Data supplied:
- - - - - - -
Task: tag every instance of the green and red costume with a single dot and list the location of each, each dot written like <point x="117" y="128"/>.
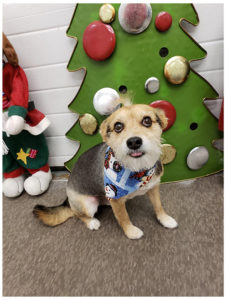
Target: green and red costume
<point x="28" y="149"/>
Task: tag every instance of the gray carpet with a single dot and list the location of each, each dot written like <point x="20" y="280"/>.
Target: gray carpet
<point x="70" y="260"/>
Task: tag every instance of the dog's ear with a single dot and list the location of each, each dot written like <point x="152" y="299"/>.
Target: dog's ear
<point x="161" y="118"/>
<point x="105" y="129"/>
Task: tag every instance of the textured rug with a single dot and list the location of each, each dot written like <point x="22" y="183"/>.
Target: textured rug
<point x="70" y="260"/>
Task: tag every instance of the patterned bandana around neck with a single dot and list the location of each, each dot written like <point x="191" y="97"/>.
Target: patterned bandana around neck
<point x="120" y="181"/>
- - - - - - -
What you should do: Please arrange the rows, starting with the line that contains "Task: tag every instance of the textured" and going on through the last row, as a two-column CSV with the headers input and output. Give one line per row, with its text and its answer each in a single quoted field and line breaks replaced by spaces.

Expected answer:
input,output
"Task: tag every instance of the textured rug with a single dot and list the location of each, each dot written like <point x=""22"" y=""183""/>. Target: textured rug","<point x=""70"" y=""260""/>"
"Task: tag every instance of the patterned bandana around neck with a single dot and list the location of each, each dot written like <point x=""191"" y=""97""/>. Target: patterned bandana around neck","<point x=""120"" y=""181""/>"